What is needed here is an exact copy of all the records below.

Referring expression pointing data
▼
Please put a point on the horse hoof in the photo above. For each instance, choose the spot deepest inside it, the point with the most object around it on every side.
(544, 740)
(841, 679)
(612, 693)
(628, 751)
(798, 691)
▲
*TASK RESPONSE*:
Please put a point on the horse hoof in the photo above. For each instance, choose the spot deepest inside it, the point with the most object around it on every side.
(544, 740)
(841, 679)
(612, 693)
(628, 751)
(798, 691)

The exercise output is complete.